GOAL
Find each line in the data below that contains the string "detection", and copy those lines.

LISTED ENTRIES
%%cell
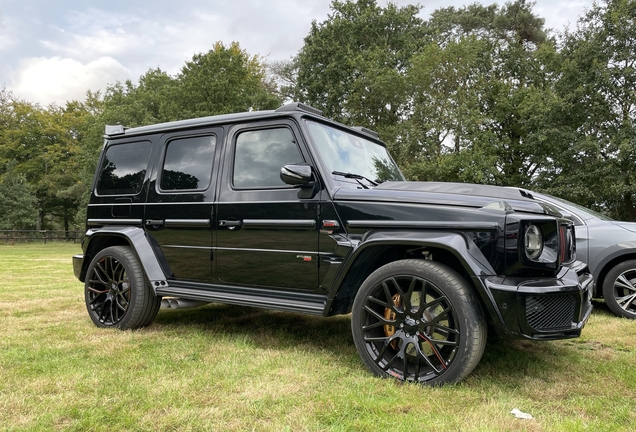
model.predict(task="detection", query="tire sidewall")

---

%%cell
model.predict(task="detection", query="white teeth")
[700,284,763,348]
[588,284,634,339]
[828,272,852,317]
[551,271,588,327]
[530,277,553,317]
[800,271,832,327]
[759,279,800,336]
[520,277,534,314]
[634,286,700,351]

RESULT FOR THIS TASK
model.predict(task="detection", query="tire sidewall")
model.predict(task="detection", query="white teeth")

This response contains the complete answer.